(Dataset entries)
--

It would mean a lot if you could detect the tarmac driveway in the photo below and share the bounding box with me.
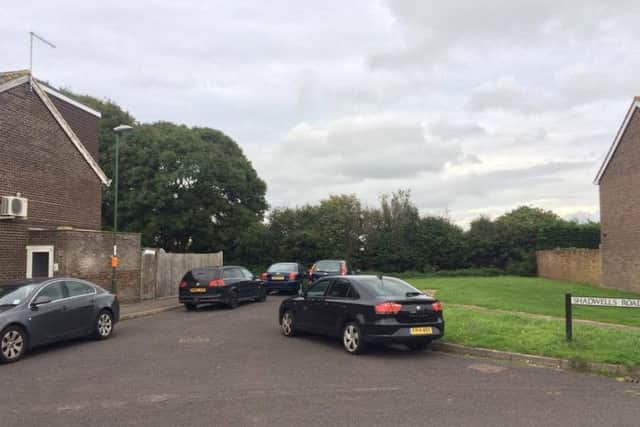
[1,296,639,427]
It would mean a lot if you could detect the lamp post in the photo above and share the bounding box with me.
[111,124,133,295]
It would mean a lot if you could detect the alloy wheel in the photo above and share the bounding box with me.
[1,329,25,361]
[343,324,360,353]
[281,311,294,336]
[97,313,113,338]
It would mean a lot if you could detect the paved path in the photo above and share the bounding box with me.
[2,296,640,426]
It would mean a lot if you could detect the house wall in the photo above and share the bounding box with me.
[536,249,601,286]
[0,81,102,281]
[599,108,640,293]
[28,229,141,303]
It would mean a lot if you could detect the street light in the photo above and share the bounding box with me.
[111,124,133,295]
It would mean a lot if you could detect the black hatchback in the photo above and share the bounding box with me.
[279,275,444,354]
[179,266,266,310]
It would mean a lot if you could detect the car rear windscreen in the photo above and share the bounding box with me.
[268,263,297,273]
[315,261,342,272]
[357,277,421,297]
[183,268,221,283]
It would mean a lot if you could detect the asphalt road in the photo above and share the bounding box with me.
[2,295,639,427]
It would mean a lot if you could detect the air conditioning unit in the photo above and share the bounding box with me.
[1,196,28,218]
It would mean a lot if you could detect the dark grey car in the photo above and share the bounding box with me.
[0,278,120,363]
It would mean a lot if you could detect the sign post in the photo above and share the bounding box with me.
[565,293,572,342]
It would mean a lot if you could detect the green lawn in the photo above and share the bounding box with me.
[406,276,640,328]
[444,306,640,368]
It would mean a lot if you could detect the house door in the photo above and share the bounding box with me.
[26,246,54,278]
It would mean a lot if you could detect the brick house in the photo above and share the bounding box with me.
[595,97,640,293]
[0,70,141,300]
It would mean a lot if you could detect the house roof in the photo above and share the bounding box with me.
[594,98,640,185]
[0,70,110,186]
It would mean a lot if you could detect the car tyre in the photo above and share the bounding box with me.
[343,321,367,355]
[185,303,197,311]
[227,291,239,309]
[407,339,432,351]
[94,310,114,340]
[255,288,267,302]
[0,325,27,364]
[281,310,296,337]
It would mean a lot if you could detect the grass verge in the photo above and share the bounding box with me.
[443,306,640,369]
[407,276,640,328]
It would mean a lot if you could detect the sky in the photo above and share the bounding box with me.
[3,0,640,226]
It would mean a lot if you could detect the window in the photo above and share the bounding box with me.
[241,268,254,280]
[267,263,297,273]
[346,286,359,299]
[315,261,342,273]
[306,280,331,297]
[327,280,350,298]
[38,282,66,302]
[357,277,421,297]
[223,268,243,279]
[65,281,95,297]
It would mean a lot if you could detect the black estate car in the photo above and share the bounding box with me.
[309,259,354,283]
[0,278,119,363]
[261,262,309,294]
[179,266,266,310]
[279,275,444,354]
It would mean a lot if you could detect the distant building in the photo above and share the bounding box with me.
[595,97,640,293]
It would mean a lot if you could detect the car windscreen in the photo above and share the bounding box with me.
[268,263,297,273]
[0,283,39,306]
[315,261,342,272]
[357,277,422,297]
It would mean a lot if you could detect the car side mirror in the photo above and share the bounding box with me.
[31,295,52,308]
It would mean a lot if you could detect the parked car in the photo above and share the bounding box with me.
[179,266,266,311]
[308,259,354,283]
[261,262,309,294]
[0,278,119,363]
[278,275,444,354]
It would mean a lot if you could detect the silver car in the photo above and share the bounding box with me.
[0,278,120,363]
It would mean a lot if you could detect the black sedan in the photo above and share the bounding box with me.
[0,278,120,363]
[261,262,309,294]
[278,275,444,354]
[179,265,266,310]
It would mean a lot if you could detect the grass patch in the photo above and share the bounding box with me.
[443,306,640,368]
[407,276,640,328]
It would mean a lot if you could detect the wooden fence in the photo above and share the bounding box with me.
[140,248,223,300]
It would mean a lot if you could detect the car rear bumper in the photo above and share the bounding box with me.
[179,295,225,304]
[362,322,445,344]
[264,280,300,291]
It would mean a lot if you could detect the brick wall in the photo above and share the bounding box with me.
[536,249,602,286]
[28,229,141,303]
[600,108,640,293]
[0,81,103,281]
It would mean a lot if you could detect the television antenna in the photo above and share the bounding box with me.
[29,31,56,90]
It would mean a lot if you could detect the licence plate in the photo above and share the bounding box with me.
[190,288,206,293]
[272,275,285,281]
[410,327,433,336]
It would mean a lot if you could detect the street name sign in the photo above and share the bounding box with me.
[570,296,640,308]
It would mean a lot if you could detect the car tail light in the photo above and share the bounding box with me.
[179,281,188,288]
[432,302,443,312]
[260,272,268,281]
[340,263,347,275]
[208,279,225,287]
[289,272,298,280]
[375,302,402,315]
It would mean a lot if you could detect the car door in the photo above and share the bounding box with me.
[323,279,353,336]
[223,268,246,299]
[63,280,97,337]
[29,281,70,346]
[299,279,332,333]
[240,267,260,298]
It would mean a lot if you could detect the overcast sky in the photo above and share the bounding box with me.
[4,0,640,226]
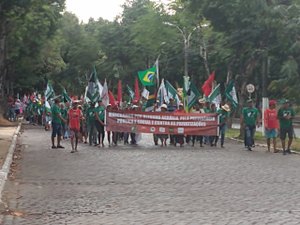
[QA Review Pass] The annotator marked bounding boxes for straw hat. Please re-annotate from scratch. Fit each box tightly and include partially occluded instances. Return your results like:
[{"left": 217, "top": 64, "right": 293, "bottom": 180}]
[
  {"left": 161, "top": 104, "right": 167, "bottom": 109},
  {"left": 198, "top": 98, "right": 206, "bottom": 104},
  {"left": 221, "top": 104, "right": 231, "bottom": 112}
]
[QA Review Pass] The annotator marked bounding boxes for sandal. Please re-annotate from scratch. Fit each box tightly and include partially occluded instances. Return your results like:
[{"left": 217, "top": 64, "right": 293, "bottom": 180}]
[{"left": 57, "top": 145, "right": 65, "bottom": 149}]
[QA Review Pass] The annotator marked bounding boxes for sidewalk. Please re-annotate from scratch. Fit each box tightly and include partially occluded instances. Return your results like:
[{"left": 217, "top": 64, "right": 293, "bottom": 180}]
[
  {"left": 0, "top": 123, "right": 21, "bottom": 201},
  {"left": 0, "top": 126, "right": 17, "bottom": 168}
]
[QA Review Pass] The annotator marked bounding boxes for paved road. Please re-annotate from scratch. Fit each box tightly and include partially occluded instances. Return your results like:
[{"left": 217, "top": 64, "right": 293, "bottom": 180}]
[{"left": 1, "top": 125, "right": 300, "bottom": 224}]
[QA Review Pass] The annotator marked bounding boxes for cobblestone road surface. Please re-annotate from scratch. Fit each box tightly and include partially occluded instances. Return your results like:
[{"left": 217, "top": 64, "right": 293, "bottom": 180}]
[{"left": 1, "top": 125, "right": 300, "bottom": 224}]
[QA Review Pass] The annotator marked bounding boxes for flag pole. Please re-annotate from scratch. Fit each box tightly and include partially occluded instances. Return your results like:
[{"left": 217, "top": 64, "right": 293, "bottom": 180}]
[{"left": 154, "top": 55, "right": 160, "bottom": 89}]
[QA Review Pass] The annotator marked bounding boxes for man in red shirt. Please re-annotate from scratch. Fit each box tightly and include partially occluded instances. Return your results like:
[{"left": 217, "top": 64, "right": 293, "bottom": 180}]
[
  {"left": 68, "top": 101, "right": 83, "bottom": 153},
  {"left": 264, "top": 100, "right": 279, "bottom": 153}
]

--

Exercise description:
Give all the lines above again, character for character, without pictures.

Final answer:
It would mean a lot if you could detect the tarmac driveway in the photo below and share the bounding box with me.
[1,296,639,427]
It would mean a lot if you could detect the lamp post in the photo above and share the bounding box with me.
[111,124,133,295]
It would mean a lot if you could detect the alloy wheel in the photo above and share the bounding box with me.
[1,329,25,361]
[343,324,360,353]
[281,311,294,336]
[97,313,113,338]
It would mean a lot if you could detect the paved path in the photo above and share the bounding box with me.
[2,296,640,426]
It would mean a lot if you could detect the house wall in the photo above and share the bounding box with me.
[536,249,601,286]
[0,81,102,281]
[599,108,640,293]
[28,229,141,303]
It would mean a lot if you could detect the street light in the photo above and share the bounding box with me.
[111,124,133,295]
It would mean a lot if you could detect the black hatchback in the photo above and share the bounding box with me.
[279,275,444,354]
[179,266,266,310]
It would mean a lot if you could detect the car rear windscreen in the photo above and share the bounding box with me.
[268,263,297,273]
[315,261,342,272]
[357,277,421,297]
[183,268,221,283]
It would mean a lot if you could detect the asphalt road in the photo above and share the bounding box with me.
[2,295,639,427]
It would mean a lot if you could detect the air conditioning unit in the photo above and share the bounding box with me.
[1,196,28,218]
It would mean a lot if you could detect the dark grey car in the photo above and share the bounding box with me.
[0,278,120,363]
It would mean a lot if you could detect the sign post in the photo above and share the bounding box with me.
[565,293,572,342]
It would mean a lot if you could detect the green lawn in the photo above and share the bounding box with me.
[406,276,640,328]
[444,306,640,368]
It would mean a lot if you could detect the house door in the photo above and share the bounding box with me.
[26,246,54,278]
It would mean a lot if you could detect the brick house in the photo above and share the bounding box with me.
[595,97,640,293]
[0,70,141,300]
It would mean a lot if you could detect the house roof in the photo above and share the bounding box with me.
[594,98,640,185]
[0,70,110,186]
It would mean a lot if you could detect the car tyre in the photo above and share the bounding box with me.
[343,321,367,355]
[185,303,197,311]
[227,291,239,309]
[407,339,432,351]
[94,310,114,340]
[255,288,267,302]
[0,325,27,364]
[281,310,296,337]
It would mean a lot if you could detect the grass verge in the photo above and share the bounding box with me.
[443,306,640,369]
[407,276,640,328]
It would mean a lot if you could detect the sky in the photo above and share the bounding box with me.
[3,0,640,226]
It would mean a lot if you could detect the window in the photo above and share the bounding box with me.
[241,268,254,280]
[267,263,297,273]
[346,286,359,299]
[315,261,342,273]
[306,280,331,297]
[327,280,350,298]
[38,282,66,302]
[357,277,421,297]
[223,268,243,279]
[65,281,95,297]
It would mean a lot if you could detect the black estate car in the photo above and share the bounding box with me.
[309,259,354,283]
[0,278,119,363]
[261,262,309,294]
[179,266,266,310]
[279,275,444,354]
It would mean a lot if you could detect the distant building in the photo above and share the bounding box with me.
[595,97,640,293]
It would mean a lot if you could detect the car windscreen in the photo above and share the bounding box with me.
[268,263,297,273]
[0,283,39,306]
[315,261,342,272]
[357,277,422,297]
It would mean a lot if you could detect the car side mirror in the photo above and share the bounding box with me.
[31,295,52,308]
It would mean a lot if you could detect the parked car in the photo above and share the bounding box with me.
[179,266,266,311]
[308,259,354,283]
[261,262,309,294]
[0,278,119,363]
[278,275,444,354]
It would mean a lot if you could detect the silver car in the photo above and share the bounding box with me.
[0,278,120,363]
It would mean a lot if you could detect the black sedan in the photo above and share the bounding box with me.
[0,278,120,363]
[261,262,309,294]
[278,275,444,354]
[179,265,266,310]
It would mean a lot if you could detect the grass patch in the photo above and share the bounding box with me.
[443,306,640,368]
[407,276,640,328]
It would mean a lot if you could detect the wooden fence in the photo above and share the bounding box with me.
[140,248,223,300]
It would mean a lot if you could detect the car rear bumper in the photo above and share the bounding box with me.
[179,295,225,304]
[362,322,445,344]
[264,280,300,291]
It would mean a lot if you could detect the brick wall in the photo above and share the bounding box with me.
[536,249,602,286]
[28,229,141,303]
[600,108,640,293]
[0,81,103,281]
It would mean a lot if you could detect the television antenna in the photo above and share the bounding box with me.
[29,31,56,90]
It would mean a lot if you could detect the licence plate in the photo above and share the bounding box with me.
[190,288,206,293]
[272,275,285,281]
[410,327,433,336]
It would mean a lot if you could detect the street name sign in the photo above and share the bounding box with me.
[570,296,640,308]
It would mean a lot if you could detect the car tail light in the photo above and share the bounding box with me.
[179,281,188,288]
[432,302,443,312]
[260,272,268,281]
[340,263,347,275]
[208,279,225,287]
[289,272,298,280]
[375,302,402,315]
It would mean a lot if you could detect the car door in the photo above and share the bounding box with me.
[323,279,353,336]
[223,268,246,299]
[63,280,97,337]
[29,281,70,346]
[299,279,332,333]
[240,267,260,298]
It would mean a lot if you could detect the overcast sky in the photo above and share the bounding box with me.
[4,0,640,226]
[QA Review Pass] The annotator marked bounding boxes for straw hat. Please re-annotate from scratch. Fit each box tightly and include partially occluded instances. Return your results like:
[{"left": 217, "top": 64, "right": 293, "bottom": 180}]
[
  {"left": 161, "top": 104, "right": 167, "bottom": 109},
  {"left": 198, "top": 98, "right": 206, "bottom": 104},
  {"left": 221, "top": 104, "right": 231, "bottom": 112}
]
[QA Review Pass] The annotator marked bounding boxes for sandal. Please re-annotate from scratch. Fit each box tightly and include partially occluded instances. Return your results like:
[{"left": 217, "top": 64, "right": 293, "bottom": 180}]
[{"left": 57, "top": 145, "right": 65, "bottom": 149}]
[QA Review Pass] The annotator marked bounding boxes for sidewalk. Please re-annotate from scratch. Fit each box tightly and include partially occluded instances. Return your results like:
[{"left": 217, "top": 64, "right": 293, "bottom": 180}]
[
  {"left": 0, "top": 123, "right": 21, "bottom": 201},
  {"left": 0, "top": 126, "right": 17, "bottom": 168}
]
[QA Review Pass] The annotator marked bounding boxes for paved road. Please re-annotate from scratch. Fit each box tightly and include partially occluded instances. Return your results like:
[{"left": 217, "top": 64, "right": 293, "bottom": 180}]
[{"left": 1, "top": 125, "right": 300, "bottom": 224}]
[QA Review Pass] The annotator marked bounding boxes for cobblestone road surface. Please re-annotate from scratch. Fit each box tightly and include partially occluded instances. Return your results like:
[{"left": 217, "top": 64, "right": 293, "bottom": 180}]
[{"left": 1, "top": 125, "right": 300, "bottom": 224}]
[QA Review Pass] The annotator marked bounding boxes for flag pole. Please re-annotate from scratch. Fit each box tightly and include partially occluded instances. Return your results like:
[{"left": 217, "top": 64, "right": 293, "bottom": 180}]
[{"left": 154, "top": 55, "right": 160, "bottom": 89}]
[QA Review Pass] The annotator marked bounding boxes for man in red shirt. Please re-annotate from scratch. Fit each box tightly and include partially occluded instances. Return your results like:
[{"left": 217, "top": 64, "right": 293, "bottom": 180}]
[
  {"left": 68, "top": 101, "right": 83, "bottom": 153},
  {"left": 264, "top": 100, "right": 279, "bottom": 153}
]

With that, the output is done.